*Document:*
Loves Me Like a Rock: Eight Old Colony Hunks You Should Know
Eric B. Schultz
“Remember the Maine, Plymouth Rock and the Golden Rule!”
–”Ya Got Trouble” from The Music Man
There’s something about rocks.
Search the web for “famous rocks” and you’ll discover everything from the Rosetta Stone to Ireland’s Blarney Stone. New England’s poet, Robert Frost, has written celebrated verses about “upper boulders” and “falling walls.”
Read some of the earliest land records from the Old Colony archives and you’ll find property lines beginning and ending at “the big pile of rocks near the old orchard.” The old orchard may now be the fourth hole of a golf course, but that pile of rocks is probably still sitting just off the fairway.
The Old Colony got its start on a rock, of course.
People last decades, buildings centuries, and ancient trees millennia. But rocks span eons. And for objects that never speak, they are filled with stories.
Here, we present eight rocks that help to tell the story of the Old Colony.

Records:
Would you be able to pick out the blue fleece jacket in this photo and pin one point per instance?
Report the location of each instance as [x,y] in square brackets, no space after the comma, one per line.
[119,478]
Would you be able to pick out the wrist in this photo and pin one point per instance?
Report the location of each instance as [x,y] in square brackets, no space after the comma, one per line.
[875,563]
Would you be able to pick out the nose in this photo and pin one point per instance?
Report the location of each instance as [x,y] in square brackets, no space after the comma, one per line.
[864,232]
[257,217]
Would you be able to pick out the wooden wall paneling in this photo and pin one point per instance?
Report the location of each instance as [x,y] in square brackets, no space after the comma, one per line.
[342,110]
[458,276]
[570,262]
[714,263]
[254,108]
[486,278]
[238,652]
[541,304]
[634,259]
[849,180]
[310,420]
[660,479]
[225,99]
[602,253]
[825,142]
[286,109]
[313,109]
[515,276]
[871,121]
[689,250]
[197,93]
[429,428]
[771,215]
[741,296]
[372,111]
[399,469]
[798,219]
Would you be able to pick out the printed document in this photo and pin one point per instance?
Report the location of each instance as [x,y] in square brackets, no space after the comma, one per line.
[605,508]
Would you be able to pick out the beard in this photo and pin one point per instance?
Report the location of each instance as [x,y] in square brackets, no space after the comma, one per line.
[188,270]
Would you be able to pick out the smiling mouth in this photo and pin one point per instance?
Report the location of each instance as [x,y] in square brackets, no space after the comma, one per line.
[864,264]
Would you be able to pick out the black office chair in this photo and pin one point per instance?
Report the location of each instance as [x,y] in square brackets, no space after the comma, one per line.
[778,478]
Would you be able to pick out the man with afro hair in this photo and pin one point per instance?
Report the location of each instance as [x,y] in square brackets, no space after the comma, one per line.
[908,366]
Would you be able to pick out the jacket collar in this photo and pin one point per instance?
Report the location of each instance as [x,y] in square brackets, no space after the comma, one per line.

*Tasks to carry out:*
[a] Reproduce the article on Old Colony rocks from "Loves Me Like" to "off the fairway.".
[b] Summarize the article on Old Colony rocks in two sentences.
[c] Write the next part of the article on Old Colony rocks, picking up after its final sentence.

*Answers to the exercises:*
[a]
Loves Me Like a Rock: Eight Old Colony Hunks You Should Know
Eric B. Schultz
“Remember the Maine, Plymouth Rock and the Golden Rule!”
–”Ya Got Trouble” from The Music Man
There’s something about rocks.
Search the web for “famous rocks” and you’ll discover everything from the Rosetta Stone to Ireland’s Blarney Stone. New England’s poet, Robert Frost, has written celebrated verses about “upper boulders” and “falling walls.”
Read some of the earliest land records from the Old Colony archives and you’ll find property lines beginning and ending at “the big pile of rocks near the old orchard.” The old orchard may now be the fourth hole of a golf course, but that pile of rocks is probably still sitting just off the fairway.

[b] The article observes that rocks attract wide interest, from famous stones found online to Robert Frost's verses and early Old Colony land records that marked property lines with piles of rocks. Noting that rocks span eons and are filled with stories, it introduces eight rocks that help tell the story of the Old Colony.

[c]
8. The Bobet Stone, Taunton
In the earliest days of King Philip’s War, Edward Bobet (Babbitt), his wife, and their nine children fled the nearly seven miles from their farm in present-day Berkley to the safety of the garrisons around Taunton Green. Shortly after, Edward and the family dog returned to their farm to secure some necessary domestic item. They were discovered and pursued by Natives, who Edward evaded by climbing and hiding in the branches of a tree. Unfortunately, so the story goes, his dog barked and gave him away.
Edward became Taunton’s first casualty of King Philip’s War. He was buried where he fell, a spot eventually marked by a crude headstone, now known as the Bobet Stone.
The Bobet Stone sat in a nearby stone wall for many years before it was moved, like the family before it, to the safekeeping of Taunton. Today, it is beautifully preserved and displayed in the Old Colony History Museum, part of the exhibit commemorating King Philip’s War.
In 1911, a bronze memorial tablet was set on the spot along Berkley Street where Bobet fell. Readers can visit this memorial — being respectful of the homeowners — found in the front yard of 696 Berkley Street.
7. Hand Rock, Middleborough
In June 1675, about the same time the Bobet family fled their farm, English settlers in Middleborough had gathered for protection in a garrison-fort not far from the town’s former middle school, on North Main Street. Their military leader was John Thompson (sometimes Thomson), who had brought for protection his long gun, a flintlock musket weighing 20 pounds and measuring more than seven feet.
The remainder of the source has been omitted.